## ASSIGNMENT
Copy the records exactly. Every line must match.

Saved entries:
+++

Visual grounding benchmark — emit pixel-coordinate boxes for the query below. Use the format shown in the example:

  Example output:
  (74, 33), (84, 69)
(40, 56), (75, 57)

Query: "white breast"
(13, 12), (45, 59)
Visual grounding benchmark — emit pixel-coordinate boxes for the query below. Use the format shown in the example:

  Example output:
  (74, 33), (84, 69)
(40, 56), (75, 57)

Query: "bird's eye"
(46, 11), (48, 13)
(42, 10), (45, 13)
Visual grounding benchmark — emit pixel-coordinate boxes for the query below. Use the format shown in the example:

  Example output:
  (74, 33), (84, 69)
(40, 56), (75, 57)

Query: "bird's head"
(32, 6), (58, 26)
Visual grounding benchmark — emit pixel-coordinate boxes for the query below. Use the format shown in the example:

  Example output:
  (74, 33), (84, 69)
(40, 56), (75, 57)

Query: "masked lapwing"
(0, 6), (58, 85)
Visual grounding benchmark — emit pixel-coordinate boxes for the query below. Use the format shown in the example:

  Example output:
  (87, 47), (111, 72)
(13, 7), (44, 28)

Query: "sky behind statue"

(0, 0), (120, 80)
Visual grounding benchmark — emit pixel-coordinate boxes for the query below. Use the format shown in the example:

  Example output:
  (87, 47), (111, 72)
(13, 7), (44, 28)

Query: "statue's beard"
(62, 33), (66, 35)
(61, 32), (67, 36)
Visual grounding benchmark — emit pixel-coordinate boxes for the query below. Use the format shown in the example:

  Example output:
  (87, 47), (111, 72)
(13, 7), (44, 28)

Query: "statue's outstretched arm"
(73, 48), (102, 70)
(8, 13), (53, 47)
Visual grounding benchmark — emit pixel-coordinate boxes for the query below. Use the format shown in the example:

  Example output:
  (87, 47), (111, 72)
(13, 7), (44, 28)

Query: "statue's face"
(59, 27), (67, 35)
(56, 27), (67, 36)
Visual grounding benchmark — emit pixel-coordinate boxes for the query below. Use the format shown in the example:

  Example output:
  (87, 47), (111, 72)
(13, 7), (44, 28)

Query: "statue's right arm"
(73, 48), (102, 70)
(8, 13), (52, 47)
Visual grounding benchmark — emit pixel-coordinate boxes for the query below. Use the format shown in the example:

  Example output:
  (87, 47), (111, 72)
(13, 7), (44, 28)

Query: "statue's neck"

+++

## FINISHED EXERCISE
Visual grounding benchmark — emit pixel-coordinate boxes for the query below. Use the format shown in the example:

  Example output:
  (74, 33), (84, 69)
(40, 56), (75, 57)

Query: "white breast"
(13, 12), (45, 59)
Visual grounding benchmark — emit pixel-coordinate boxes for the query below. Use the format shown in the example:

  Example output:
  (74, 33), (84, 69)
(40, 56), (75, 57)

Query: "bird's eye"
(46, 11), (48, 13)
(42, 10), (45, 13)
Visual grounding benchmark — emit pixel-coordinate boxes for the query below. Use the format shown in the example:

  Example output:
  (74, 33), (84, 69)
(40, 56), (75, 57)

Query: "bird's head"
(32, 6), (58, 26)
Visual grounding benchmark — emit pixel-coordinate boxes for the query below. Use the format shown in the example:

  Example output:
  (74, 33), (84, 69)
(40, 56), (75, 57)

Query: "masked lapwing"
(0, 6), (58, 85)
Visual grounding benchmark — emit pixel-coordinate boxes for the query below. Use the format shown in the example:

  Example output:
  (87, 47), (111, 72)
(13, 7), (44, 28)

Query: "sky behind statue"

(0, 0), (120, 80)
Visual grounding benchmark — emit pixel-coordinate boxes for the query below. Use the format shown in the example:

  Example output:
  (87, 47), (111, 72)
(13, 7), (44, 28)

Query: "statue's beard"
(62, 33), (66, 35)
(61, 32), (67, 36)
Visual grounding benchmark — emit pixel-coordinate boxes for the query below. Use the format shown in the example:

  Example output:
  (87, 47), (111, 72)
(13, 7), (44, 28)

Query: "statue's outstretched arm"
(73, 48), (102, 70)
(8, 13), (53, 47)
Visual grounding benchmark — emit pixel-coordinate boxes for the query below. Use the format shown in the example:

  Example output:
  (87, 47), (111, 72)
(13, 7), (44, 28)

Query: "statue's face"
(59, 27), (67, 35)
(56, 27), (67, 36)
Visual grounding benchmark — emit pixel-coordinate boxes for the query below. Use the format shown in the example:

  Example output:
  (87, 47), (111, 72)
(13, 7), (44, 28)

Query: "statue's right arm"
(73, 48), (102, 70)
(8, 13), (52, 47)
Visual grounding benchmark — emit pixel-coordinate boxes for the query below. Use the format shown in the example:

  Example output:
  (87, 47), (111, 72)
(13, 7), (44, 28)

Query: "statue's neck"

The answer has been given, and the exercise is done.